What to work on.
Could you copy out every line of the data where the word "tree" occurs?

Material supplied.

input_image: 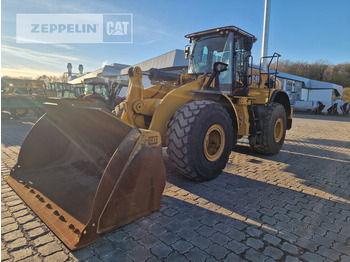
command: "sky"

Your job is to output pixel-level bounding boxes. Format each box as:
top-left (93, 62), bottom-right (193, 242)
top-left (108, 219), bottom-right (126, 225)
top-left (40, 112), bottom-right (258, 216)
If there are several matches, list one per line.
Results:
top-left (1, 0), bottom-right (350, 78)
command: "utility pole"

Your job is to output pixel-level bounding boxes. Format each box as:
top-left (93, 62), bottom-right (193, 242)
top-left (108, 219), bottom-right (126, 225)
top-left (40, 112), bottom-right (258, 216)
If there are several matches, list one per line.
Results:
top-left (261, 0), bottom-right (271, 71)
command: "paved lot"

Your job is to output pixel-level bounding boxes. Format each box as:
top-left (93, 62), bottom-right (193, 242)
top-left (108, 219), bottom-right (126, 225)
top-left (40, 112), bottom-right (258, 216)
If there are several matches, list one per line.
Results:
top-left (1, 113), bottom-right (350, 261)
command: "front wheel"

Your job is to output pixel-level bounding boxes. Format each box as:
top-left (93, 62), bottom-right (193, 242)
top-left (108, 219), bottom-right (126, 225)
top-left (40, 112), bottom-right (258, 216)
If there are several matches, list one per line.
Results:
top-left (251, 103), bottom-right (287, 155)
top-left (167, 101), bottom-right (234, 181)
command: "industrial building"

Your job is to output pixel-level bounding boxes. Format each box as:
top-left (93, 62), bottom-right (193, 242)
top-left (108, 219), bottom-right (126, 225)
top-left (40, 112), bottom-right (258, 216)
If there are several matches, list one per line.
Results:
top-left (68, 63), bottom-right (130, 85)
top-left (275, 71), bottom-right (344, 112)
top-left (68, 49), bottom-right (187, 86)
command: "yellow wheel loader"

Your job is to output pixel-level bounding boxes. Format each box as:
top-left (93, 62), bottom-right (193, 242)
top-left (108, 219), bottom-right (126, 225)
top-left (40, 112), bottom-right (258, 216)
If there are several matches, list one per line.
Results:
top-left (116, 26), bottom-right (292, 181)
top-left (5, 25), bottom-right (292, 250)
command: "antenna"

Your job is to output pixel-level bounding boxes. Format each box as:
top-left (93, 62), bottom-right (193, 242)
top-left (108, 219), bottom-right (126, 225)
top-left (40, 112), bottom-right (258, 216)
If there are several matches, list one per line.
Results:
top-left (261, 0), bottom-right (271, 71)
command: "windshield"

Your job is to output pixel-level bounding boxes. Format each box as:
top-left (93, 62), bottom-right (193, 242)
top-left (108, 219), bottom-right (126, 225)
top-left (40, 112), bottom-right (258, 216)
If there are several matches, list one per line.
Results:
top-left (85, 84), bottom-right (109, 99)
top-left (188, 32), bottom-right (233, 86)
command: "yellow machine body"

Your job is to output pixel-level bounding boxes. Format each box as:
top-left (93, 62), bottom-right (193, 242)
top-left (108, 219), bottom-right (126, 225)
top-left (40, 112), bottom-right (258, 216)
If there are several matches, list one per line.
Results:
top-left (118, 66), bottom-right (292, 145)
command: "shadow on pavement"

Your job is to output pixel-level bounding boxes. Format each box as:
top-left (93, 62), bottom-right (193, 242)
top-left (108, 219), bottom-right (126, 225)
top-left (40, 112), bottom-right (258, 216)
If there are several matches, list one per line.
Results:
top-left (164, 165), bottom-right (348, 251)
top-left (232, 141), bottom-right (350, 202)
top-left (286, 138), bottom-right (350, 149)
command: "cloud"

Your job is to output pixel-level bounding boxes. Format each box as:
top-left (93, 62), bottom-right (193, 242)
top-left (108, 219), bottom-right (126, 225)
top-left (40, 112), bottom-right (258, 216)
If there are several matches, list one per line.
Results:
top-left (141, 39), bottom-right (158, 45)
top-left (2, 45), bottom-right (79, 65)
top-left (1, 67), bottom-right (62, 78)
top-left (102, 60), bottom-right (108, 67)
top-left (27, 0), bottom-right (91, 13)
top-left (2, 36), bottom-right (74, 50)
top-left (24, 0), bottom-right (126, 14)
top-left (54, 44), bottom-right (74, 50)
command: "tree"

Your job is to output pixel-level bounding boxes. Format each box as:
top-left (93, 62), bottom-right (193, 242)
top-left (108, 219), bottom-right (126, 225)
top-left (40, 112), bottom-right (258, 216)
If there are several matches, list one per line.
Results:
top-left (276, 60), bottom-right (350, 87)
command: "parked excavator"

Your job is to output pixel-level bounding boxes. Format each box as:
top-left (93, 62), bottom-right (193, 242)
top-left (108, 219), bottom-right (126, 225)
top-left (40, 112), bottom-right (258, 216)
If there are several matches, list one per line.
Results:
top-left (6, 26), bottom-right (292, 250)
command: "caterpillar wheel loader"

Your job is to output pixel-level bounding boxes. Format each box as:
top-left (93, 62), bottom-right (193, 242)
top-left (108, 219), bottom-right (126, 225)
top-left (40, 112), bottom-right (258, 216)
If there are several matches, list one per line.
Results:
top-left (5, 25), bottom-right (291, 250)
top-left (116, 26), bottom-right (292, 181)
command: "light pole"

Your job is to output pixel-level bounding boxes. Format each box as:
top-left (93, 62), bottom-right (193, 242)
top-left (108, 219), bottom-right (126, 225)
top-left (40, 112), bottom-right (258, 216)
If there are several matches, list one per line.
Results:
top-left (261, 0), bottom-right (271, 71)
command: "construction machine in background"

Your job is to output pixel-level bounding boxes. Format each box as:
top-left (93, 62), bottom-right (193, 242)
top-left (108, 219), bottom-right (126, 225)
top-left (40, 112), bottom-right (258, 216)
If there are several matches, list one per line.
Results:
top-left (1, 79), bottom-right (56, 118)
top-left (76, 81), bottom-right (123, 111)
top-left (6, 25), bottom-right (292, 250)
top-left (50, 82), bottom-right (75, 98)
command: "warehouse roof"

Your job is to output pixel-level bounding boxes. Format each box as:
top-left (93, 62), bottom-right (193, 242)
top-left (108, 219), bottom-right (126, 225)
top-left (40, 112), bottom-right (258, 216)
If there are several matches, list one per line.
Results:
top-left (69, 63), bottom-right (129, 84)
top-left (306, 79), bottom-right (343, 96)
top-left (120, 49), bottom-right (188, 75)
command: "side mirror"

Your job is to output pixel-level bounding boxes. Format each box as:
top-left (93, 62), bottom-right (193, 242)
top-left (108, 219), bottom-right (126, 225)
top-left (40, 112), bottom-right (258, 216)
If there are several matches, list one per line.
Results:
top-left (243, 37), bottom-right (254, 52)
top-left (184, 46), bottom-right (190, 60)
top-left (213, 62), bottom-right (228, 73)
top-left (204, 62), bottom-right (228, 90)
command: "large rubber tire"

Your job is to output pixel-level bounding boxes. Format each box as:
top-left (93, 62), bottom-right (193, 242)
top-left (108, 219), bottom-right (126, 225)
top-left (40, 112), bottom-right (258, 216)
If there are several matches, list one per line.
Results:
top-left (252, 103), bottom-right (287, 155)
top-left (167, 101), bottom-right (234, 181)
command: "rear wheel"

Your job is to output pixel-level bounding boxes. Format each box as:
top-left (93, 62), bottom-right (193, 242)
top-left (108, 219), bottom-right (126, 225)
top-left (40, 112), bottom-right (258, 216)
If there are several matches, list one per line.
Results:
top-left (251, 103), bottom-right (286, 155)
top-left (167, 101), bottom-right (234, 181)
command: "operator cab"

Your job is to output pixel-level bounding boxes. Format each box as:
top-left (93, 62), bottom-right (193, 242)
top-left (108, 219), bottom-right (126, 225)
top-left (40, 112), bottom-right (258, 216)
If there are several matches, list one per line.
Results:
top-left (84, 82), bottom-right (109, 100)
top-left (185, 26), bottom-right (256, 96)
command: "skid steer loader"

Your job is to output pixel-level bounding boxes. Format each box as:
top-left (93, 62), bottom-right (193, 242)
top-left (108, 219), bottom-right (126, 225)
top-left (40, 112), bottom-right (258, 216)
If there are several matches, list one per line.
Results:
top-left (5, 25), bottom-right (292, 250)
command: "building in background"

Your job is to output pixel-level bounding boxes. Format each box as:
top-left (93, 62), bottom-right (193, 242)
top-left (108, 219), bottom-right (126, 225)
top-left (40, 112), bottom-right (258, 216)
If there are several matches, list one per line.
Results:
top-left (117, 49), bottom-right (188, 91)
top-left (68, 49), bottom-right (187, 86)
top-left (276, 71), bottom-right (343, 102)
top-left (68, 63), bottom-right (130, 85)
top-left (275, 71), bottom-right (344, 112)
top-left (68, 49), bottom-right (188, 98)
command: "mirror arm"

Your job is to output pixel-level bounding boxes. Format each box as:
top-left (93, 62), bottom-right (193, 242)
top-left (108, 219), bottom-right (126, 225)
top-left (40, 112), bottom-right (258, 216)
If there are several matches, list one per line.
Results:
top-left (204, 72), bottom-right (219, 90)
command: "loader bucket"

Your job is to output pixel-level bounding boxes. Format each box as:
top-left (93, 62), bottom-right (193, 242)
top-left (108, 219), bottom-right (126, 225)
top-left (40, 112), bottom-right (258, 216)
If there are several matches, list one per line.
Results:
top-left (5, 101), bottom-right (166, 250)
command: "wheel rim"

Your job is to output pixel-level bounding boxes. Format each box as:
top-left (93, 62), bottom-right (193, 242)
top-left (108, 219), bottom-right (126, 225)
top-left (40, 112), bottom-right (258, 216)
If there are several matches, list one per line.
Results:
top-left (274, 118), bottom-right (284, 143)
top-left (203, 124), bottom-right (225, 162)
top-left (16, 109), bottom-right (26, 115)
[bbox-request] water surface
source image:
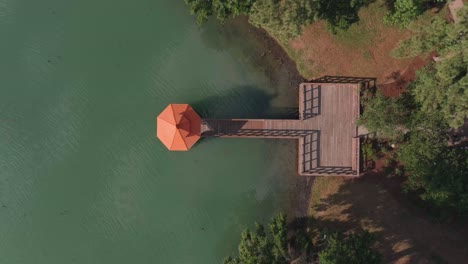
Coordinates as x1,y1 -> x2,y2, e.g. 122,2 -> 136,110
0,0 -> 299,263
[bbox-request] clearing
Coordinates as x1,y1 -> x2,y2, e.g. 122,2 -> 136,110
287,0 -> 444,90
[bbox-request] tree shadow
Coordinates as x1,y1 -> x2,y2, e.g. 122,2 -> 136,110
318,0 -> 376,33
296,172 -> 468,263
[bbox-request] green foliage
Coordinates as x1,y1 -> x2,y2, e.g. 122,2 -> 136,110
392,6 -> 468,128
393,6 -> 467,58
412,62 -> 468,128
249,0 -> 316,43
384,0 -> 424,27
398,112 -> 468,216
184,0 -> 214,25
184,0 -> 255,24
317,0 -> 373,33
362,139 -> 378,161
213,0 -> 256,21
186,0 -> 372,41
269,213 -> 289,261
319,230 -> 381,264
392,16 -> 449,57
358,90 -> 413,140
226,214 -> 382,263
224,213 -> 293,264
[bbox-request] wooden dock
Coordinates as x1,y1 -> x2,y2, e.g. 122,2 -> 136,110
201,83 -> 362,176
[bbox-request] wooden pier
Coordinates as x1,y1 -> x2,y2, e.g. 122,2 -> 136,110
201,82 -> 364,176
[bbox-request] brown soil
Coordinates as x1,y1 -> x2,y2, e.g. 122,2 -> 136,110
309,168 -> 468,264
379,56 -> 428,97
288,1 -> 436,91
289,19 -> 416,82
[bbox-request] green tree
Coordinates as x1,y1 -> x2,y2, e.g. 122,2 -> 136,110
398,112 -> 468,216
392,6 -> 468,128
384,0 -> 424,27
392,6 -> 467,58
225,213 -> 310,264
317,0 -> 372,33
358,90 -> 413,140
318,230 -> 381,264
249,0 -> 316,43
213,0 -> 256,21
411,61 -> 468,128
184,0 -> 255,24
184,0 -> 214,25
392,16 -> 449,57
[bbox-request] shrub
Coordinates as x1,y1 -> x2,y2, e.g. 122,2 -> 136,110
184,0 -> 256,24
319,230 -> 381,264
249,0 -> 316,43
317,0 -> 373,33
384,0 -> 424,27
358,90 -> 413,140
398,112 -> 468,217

Reply.
command: "tree"
[bbox-request] tree shadow
[bbox-request] green tree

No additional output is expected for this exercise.